Work item: Reproduce the tea and health text word for word, between "If I add milk" and "benefits of tea.", inclusive.

Passage for review:
TEA & HEALTH
The function of tea, the health benefits of tea and natural, bioactive compounds in tea, as essential elements in a healthy lifestyle is best explained by the first line in Kakuzo Okakura’s 1906 philosophical treatise on tea, The Book of Tea. Okakura sums up the historical and ancient belief in tea as more than just a pleasing beverage by writing, "Tea began as a medicine and grew into a beverage."Scientific research confirms what Asians believed for centuries – that green and black tea contain powerful natural antioxidants which can protect regular tea drinkers from many degenerative diseases.The main degenerative diseases of concern today are heart disease, high blood pressure, stroke, cancer and diabetes. Studies have shown that the antioxidant activity of flavonoids in green and black tea reduces the risk of many degenerative diseases and help maintain good oral health.
Is green tea better than black tea?
Both green tea and black tea are made from the tender shoots of the tea plant (Camellia sinensis). The differences in the final product are due to the different methods employed in the processing of the tender shoots. In black tea the predominant class of water soluble polyphenolic compounds in tea shoots known as catechins is converted to theaflavins and thearubigins during processing while in green tea it remains unchanged. This is the major difference in the composition of green tea and black tea and the composition of other components are similar. Most of the beneficial properties of tea are due to the presence of high amounts of these polyphenolic compounds in tea. Research carried out so far indicate that polyphenolic compounds in both green tea and black tea have similar beneficial effects. Hence regular consumption of green or black tea will have similar benefits.
If I add milk to my tea will that reduce the health benefits of my tea?
Most of the beneficial properties of tea are due to the presence of high amounts of polyphenolic compounds in tea. When a cup of tea is consumed these polyphenols have to be absorbed from the digestive tract into the blood stream to impart the beneficial effects. Research carried out to find the absorption of polyphenols in tea with and without milk indicate that addition of milk does not alter the absorption of polyphenols. Therefore, addition of milk does not reduce the health benefits of tea.

Data supplied:
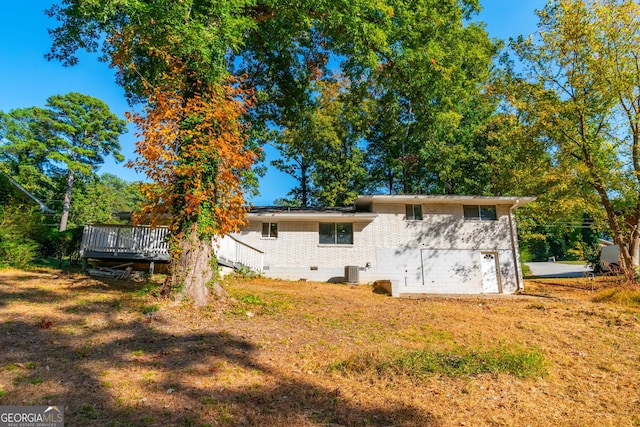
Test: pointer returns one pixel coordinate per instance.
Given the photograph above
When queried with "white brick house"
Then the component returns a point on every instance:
(422, 244)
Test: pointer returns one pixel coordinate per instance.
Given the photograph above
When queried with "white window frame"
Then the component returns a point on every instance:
(482, 212)
(335, 233)
(410, 212)
(269, 230)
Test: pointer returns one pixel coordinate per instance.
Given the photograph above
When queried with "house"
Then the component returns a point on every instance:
(422, 244)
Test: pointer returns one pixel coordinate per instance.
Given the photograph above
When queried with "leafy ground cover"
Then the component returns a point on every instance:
(308, 354)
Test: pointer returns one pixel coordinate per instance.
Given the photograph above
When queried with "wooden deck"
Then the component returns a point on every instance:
(143, 243)
(140, 243)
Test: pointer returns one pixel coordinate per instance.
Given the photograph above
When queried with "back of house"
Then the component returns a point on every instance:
(421, 244)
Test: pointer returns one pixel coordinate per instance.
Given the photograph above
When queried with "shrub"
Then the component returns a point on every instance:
(18, 248)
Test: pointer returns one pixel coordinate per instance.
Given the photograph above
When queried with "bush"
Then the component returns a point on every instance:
(18, 247)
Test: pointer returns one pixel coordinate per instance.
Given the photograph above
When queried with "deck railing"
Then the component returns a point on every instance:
(234, 253)
(121, 241)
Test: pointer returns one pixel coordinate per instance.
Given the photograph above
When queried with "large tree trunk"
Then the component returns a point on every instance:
(194, 268)
(66, 205)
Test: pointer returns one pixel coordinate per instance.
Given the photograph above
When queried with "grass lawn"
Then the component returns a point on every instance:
(565, 353)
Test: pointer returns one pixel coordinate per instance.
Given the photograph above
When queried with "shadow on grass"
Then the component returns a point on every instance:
(190, 375)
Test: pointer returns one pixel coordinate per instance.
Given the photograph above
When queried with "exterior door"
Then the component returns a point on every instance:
(490, 279)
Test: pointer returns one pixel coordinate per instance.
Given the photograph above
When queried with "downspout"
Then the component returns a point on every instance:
(514, 249)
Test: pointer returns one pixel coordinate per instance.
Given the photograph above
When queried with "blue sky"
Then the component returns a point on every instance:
(27, 79)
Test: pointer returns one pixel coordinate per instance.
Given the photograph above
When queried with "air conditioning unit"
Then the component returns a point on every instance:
(352, 274)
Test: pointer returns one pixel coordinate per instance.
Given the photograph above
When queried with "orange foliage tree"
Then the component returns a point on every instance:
(195, 153)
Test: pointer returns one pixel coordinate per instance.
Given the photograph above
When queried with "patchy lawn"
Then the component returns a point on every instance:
(310, 354)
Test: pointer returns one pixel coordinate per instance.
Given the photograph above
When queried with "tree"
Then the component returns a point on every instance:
(24, 149)
(424, 88)
(579, 89)
(81, 130)
(321, 149)
(98, 199)
(174, 55)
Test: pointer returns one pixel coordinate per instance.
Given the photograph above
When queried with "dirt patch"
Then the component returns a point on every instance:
(275, 355)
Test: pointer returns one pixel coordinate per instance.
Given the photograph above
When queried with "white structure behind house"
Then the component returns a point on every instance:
(422, 244)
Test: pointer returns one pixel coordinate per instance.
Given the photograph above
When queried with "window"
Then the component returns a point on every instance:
(336, 233)
(414, 212)
(270, 230)
(480, 213)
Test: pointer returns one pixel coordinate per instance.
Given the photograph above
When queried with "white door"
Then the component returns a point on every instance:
(490, 280)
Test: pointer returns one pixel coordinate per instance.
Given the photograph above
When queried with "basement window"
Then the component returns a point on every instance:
(480, 213)
(414, 212)
(336, 233)
(269, 230)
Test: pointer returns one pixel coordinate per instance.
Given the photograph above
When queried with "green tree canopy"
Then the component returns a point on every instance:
(578, 92)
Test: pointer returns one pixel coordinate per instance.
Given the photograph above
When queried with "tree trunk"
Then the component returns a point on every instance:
(194, 268)
(66, 205)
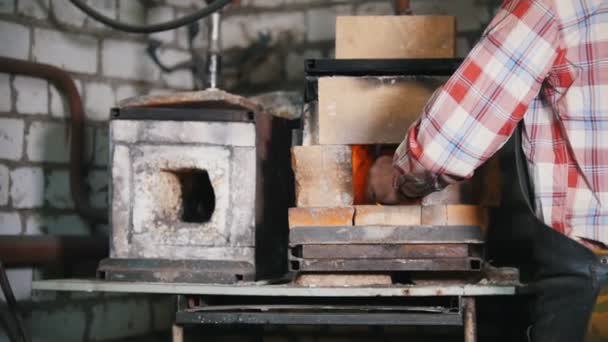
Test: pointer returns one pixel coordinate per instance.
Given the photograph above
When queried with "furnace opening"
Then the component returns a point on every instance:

Your response:
If I add milk to my tea will that reduce the health benefits of my tea?
Most of the beneficial properties of tea are due to the presence of high amounts of polyphenolic compounds in tea. When a cup of tea is consumed these polyphenols have to be absorbed from the digestive tract into the blood stream to impart the beneficial effects. Research carried out to find the absorption of polyphenols in tea with and without milk indicate that addition of milk does not alter the absorption of polyphenols. Therefore, addition of milk does not reduce the health benefits of tea.